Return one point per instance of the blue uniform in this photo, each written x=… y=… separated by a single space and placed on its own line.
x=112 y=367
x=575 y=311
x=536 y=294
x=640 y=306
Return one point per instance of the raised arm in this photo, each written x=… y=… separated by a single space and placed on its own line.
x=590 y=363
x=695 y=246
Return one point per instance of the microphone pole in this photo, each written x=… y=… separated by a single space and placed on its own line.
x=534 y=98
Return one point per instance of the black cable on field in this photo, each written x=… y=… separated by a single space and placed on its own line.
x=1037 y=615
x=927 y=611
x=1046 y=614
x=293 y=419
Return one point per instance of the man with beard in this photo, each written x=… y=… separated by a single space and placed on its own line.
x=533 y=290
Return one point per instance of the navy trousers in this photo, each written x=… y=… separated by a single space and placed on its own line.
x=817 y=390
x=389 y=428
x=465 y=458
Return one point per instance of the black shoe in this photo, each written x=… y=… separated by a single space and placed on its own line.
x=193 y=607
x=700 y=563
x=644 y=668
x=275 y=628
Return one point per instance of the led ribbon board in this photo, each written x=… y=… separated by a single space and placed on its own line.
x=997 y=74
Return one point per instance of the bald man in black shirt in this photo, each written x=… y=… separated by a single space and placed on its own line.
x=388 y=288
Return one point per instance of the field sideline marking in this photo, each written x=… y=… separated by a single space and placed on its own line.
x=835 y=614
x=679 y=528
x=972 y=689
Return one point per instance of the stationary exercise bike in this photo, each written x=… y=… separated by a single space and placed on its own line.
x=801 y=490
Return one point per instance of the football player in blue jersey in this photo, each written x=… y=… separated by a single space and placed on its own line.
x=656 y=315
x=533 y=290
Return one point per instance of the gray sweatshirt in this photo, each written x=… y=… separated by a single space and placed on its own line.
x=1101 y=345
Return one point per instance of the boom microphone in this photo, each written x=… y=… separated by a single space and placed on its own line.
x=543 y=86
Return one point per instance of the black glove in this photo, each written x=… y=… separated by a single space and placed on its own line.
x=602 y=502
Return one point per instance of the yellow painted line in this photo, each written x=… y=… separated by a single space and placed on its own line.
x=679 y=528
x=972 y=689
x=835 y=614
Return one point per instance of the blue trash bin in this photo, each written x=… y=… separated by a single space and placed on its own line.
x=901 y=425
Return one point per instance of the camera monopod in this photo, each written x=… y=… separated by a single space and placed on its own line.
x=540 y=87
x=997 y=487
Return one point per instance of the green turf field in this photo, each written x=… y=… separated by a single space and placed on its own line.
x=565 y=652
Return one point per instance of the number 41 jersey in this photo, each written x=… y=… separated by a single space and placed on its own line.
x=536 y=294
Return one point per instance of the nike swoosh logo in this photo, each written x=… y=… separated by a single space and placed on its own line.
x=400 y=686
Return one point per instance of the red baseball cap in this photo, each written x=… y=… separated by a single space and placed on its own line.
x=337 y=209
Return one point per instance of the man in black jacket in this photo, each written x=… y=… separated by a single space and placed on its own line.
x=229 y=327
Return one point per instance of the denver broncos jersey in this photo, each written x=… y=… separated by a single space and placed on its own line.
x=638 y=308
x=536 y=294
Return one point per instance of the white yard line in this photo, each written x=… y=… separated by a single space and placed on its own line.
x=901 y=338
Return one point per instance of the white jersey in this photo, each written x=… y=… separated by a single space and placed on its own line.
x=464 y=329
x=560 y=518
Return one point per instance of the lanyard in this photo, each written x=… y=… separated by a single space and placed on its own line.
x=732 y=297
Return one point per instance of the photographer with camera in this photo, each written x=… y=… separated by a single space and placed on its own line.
___
Copy all of the lines above, substituting "one space" for every "single space" and leaving everything else unchanged.

- _WORKED SOLUTION_:
Return one point per instance of the blue uniform in this photo, each written x=… y=… separated by a one space and placed on its own line.
x=112 y=367
x=575 y=311
x=536 y=294
x=640 y=306
Return one point per instance of the raised arm in this photo, each written x=… y=… separated by a one space and placed on its own line.
x=590 y=363
x=695 y=246
Return one point per instance of the microphone pole in this photo, each written x=… y=… separated by a one space and placed on its own line.
x=534 y=98
Return one point per instance of the black cable on field in this photo, each written x=… y=… separated by a one space and placed on its own line.
x=1037 y=615
x=927 y=611
x=1046 y=614
x=293 y=419
Return one point per instance of the man with beard in this photo, each written x=… y=… separated by a one space and placed on its own line.
x=533 y=290
Return one point per instance of the navy trousers in this photo, each written x=… y=… separated by a one space and placed on its own line.
x=817 y=390
x=389 y=428
x=465 y=458
Return one point per instance of the black shoe in this photo, each written x=… y=… separated by a one space and placed on its own line.
x=193 y=607
x=700 y=563
x=644 y=668
x=275 y=628
Return one point per instance of the led ribbon board in this photo, each written x=… y=… separated by a one space and placed on its own line.
x=997 y=74
Return one point per instance of the bald man in black shirt in this photo, each written x=… y=… separated by a one space and placed on its own line.
x=388 y=288
Return one point per instance of the field sideline marking in this photo, each written x=… y=… separated by a one space and placed on its own line.
x=835 y=614
x=679 y=528
x=972 y=689
Return one point per instance of the stationary exercise bike in this photo, each written x=… y=… separated by a one space and placed on its own line.
x=801 y=490
Return one point per instance of the football player in blue jersey in this photo, each written x=… y=… separated by a one space and placed on its own line.
x=656 y=315
x=533 y=290
Return one point per instance of the gray sweatshirt in this photo, each written x=… y=… separated by a one space and placed on its own line.
x=1101 y=345
Return one point per instance of the boom microphone in this photo, each written x=… y=… separated by a one space and placed on its own line.
x=543 y=86
Return one point per instance of the black glove in this photo, each written x=… y=… separated by a one space and placed on its own line.
x=602 y=502
Return one point per instance of the yellow painted line in this photo, each written x=… y=… separated by a one space and placed on its own line.
x=679 y=528
x=972 y=689
x=835 y=614
Return one point per instance of the blue trash bin in this photo, each written x=… y=… separated by a one space and placed on its own line.
x=901 y=425
Return one point per instance of the camera monopod in this photo, each written x=… y=… separated by a one space and placed on its own line.
x=540 y=87
x=997 y=487
Return one point per instance of the green turf field in this photo, each written x=… y=… separated by a one space and placed on its own line.
x=565 y=652
Return one point per instance of the number 41 jersey in this photo, each written x=… y=… separated by a one space and placed on its own line.
x=536 y=294
Return one point per instance of the nike swoosh logo in this photo, each written x=… y=… separated by a one space and placed on its own line.
x=400 y=686
Return one point per instance of the red baseball cap in this photo, each written x=… y=… separated by a one space and placed on its own line.
x=337 y=209
Return one point per instance of the man in black jacket in this photo, each written x=… y=… separated by a one space and placed on its own line.
x=229 y=327
Return one point per instance of the denver broncos jersey in this photo, each written x=… y=… separated by a one space and placed on its own line.
x=638 y=308
x=536 y=294
Return one point per instance of the white yard line in this photo, each written x=… y=… separated by a one space and placed on its own line.
x=901 y=338
Return one point per instance of the white jersey in this photo, each written x=… y=… separated by a one space and placed on its own line.
x=464 y=329
x=560 y=518
Return one point per instance of the lanyard in this photo, each written x=… y=… separated by a one space and placed on its own line.
x=732 y=297
Return one point per instance of the photographer with camera in this photo, each written x=… y=… separated by a one space and placed on its own line.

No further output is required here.